#### Consigne
D'après l'extrait sur la gestion de l'offre, pourquoi peu de produits concurrents peuvent-ils entrer au Canada, et qu'est-ce qui fera entrer davantage de produits étrangers ? Répondez en une à trois phrases.

#### Extrait fourni
★ ★ ★ ★ ★
Un nouveau plan est nécessaire pour la gestion de l'offre, mettant l'accent sur la compétitivité des exploitations et de la transformation et fournissant une couverture adéquate partout au Canada.

Les producteurs laitiers ne peuvent plus dire que la gestion de l'offre leur permet de produire du lait pour les Canadiens sans aucune subvention. Tout a changé la semaine dernière. Mais les producteurs laitiers ne devraient pas simplement être indemnisés, ils méritent également une stratégie continue. Et pour l’instant, il n’en existe pas.

Le gouvernement libéral fédéral a essentiellement adopté la même approche que celle adoptée par l'ancien gouvernement conservateur en 2015, lorsque des accords commerciaux ont été signés pour à peu près le même montant.

Nous connaissons maintenant les conditions de l’indemnisation des producteurs laitiers: chaque Canadien versera 46 dollars aux producteurs laitiers au cours des huit prochaines années, tout en payant des prix de détail exorbitants pour de nombreux produits laitiers.

Les œufs et la volaille sont à venir.

Et ne retenez pas votre souffle parce que plus d’argent donné aux producteurs laitiers ne changera pas grand chose aux épiceries. Nous aurons plus de variétés en raison de l’arrivée de produits étrangers, mais les prix ne baisseront pas de sitôt.

Mais l'annonce de la ministre de l'Agriculture, Marie-Claude Bibeau, était attendue la semaine dernière.

Un total de 1,75 milliard de dollars sera consacré aux pertes après la conclusion de pactes commerciaux avec l’Union européenne et les pays du Pacifique. L'annonce n'inclut pas l'accord commercial imminent avec les Américains et le Mexique. Les pertes sont supposées, mais personne ne sait exactement combien chaque agriculteur perdra. La gestion de l'offre est un système de quotas conçu pour permettre aux producteurs de lait de satisfaire aux exigences nationales. En raison des droits de douane élevés appliqués aux importations, peu de produits concurrents peuvent entrer au Canada, mais cela change lentement. Avec les accords commerciaux entre l’Europe et le Pacifique, davantage de produits étrangers entreront sur le marché canadien en franchise de droits.

Cependant, les accords commerciaux ne donnent qu'un plus grand accès au marché pour les pays partenaires.

L'implication que nos propres producteurs laitiers ont besoin de moins de lait est purement hypothétique; si le système reste inchangé, il faudra évidemment moins de lait à nos propres producteurs laitiers. Toutefois, l’innovation, ainsi que les projets visant à mener davantage de recherches, à développer de nouveaux produits et à appliquer des facteurs économiques axés sur la demande pourraient, en fait, accroître notre besoin de production nationale.
★ ★ ★ ★ ★
(Entrées du jeu de données)
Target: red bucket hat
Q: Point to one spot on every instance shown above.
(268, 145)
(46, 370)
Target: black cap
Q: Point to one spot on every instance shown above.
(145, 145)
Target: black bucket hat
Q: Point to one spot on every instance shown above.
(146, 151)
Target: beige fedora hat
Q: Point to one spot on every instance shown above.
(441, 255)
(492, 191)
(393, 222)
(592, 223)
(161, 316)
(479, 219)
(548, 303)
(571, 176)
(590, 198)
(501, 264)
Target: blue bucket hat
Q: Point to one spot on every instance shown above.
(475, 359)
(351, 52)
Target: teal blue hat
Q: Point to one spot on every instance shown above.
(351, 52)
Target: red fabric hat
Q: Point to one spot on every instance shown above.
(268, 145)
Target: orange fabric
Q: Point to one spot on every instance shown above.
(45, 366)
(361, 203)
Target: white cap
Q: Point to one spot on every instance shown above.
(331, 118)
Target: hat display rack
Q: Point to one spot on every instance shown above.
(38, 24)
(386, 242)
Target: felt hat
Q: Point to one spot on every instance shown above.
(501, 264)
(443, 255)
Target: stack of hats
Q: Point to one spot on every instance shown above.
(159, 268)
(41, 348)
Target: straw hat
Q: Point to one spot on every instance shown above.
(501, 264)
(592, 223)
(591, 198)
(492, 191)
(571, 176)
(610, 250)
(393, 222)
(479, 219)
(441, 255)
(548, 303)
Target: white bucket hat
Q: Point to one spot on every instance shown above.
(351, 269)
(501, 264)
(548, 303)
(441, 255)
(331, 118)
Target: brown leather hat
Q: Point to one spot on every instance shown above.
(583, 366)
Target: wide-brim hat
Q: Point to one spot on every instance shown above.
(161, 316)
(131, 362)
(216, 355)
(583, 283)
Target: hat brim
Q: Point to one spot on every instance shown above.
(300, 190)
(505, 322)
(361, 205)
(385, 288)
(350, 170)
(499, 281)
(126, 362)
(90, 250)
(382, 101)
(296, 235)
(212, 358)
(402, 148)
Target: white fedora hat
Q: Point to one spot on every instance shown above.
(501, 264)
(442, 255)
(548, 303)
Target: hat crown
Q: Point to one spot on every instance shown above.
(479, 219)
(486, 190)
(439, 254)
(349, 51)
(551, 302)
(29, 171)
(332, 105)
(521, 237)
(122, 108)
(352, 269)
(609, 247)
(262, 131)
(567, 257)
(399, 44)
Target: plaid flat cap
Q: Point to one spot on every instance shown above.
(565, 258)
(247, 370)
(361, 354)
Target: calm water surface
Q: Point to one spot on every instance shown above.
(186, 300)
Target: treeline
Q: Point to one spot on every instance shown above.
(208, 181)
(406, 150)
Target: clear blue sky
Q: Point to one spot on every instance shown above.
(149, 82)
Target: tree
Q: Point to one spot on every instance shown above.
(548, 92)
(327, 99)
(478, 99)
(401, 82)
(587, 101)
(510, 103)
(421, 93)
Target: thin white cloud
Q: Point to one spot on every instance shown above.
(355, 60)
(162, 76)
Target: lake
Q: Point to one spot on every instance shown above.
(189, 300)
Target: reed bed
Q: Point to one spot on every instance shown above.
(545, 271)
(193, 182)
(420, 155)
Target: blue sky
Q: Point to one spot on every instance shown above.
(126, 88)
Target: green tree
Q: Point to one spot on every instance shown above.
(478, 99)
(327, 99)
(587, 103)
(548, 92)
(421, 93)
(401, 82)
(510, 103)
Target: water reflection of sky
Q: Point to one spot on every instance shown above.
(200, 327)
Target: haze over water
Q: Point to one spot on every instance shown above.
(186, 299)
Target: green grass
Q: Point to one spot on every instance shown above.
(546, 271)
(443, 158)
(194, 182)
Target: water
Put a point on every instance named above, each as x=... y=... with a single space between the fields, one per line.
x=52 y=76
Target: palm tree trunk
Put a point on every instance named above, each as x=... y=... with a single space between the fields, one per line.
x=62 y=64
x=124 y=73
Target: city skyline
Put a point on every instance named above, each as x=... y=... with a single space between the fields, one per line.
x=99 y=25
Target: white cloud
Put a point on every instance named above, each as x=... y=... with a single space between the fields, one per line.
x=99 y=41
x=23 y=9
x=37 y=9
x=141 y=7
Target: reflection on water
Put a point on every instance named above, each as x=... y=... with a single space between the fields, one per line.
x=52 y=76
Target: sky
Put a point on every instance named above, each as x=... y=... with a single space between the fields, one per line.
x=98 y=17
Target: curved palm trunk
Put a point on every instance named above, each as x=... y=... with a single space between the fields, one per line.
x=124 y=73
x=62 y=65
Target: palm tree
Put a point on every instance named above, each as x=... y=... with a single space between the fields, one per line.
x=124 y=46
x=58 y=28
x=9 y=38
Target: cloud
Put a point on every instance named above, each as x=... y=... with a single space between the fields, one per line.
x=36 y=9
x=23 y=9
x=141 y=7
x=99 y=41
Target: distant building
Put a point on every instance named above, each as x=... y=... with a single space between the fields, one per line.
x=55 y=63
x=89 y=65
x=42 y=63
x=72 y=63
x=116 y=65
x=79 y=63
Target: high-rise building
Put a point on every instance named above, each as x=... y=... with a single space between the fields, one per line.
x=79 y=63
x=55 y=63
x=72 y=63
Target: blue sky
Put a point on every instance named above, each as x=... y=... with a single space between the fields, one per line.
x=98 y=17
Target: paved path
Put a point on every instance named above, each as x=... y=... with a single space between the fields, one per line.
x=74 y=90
★ ★ ★ ★ ★
#### Corrigé
Peu de produits concurrents peuvent entrer au Canada à cause des droits de douane élevés sur les importations. Avec les accords commerciaux conclus avec l'Europe et les pays du Pacifique, davantage de produits étrangers arriveront sur le marché canadien en franchise de droits.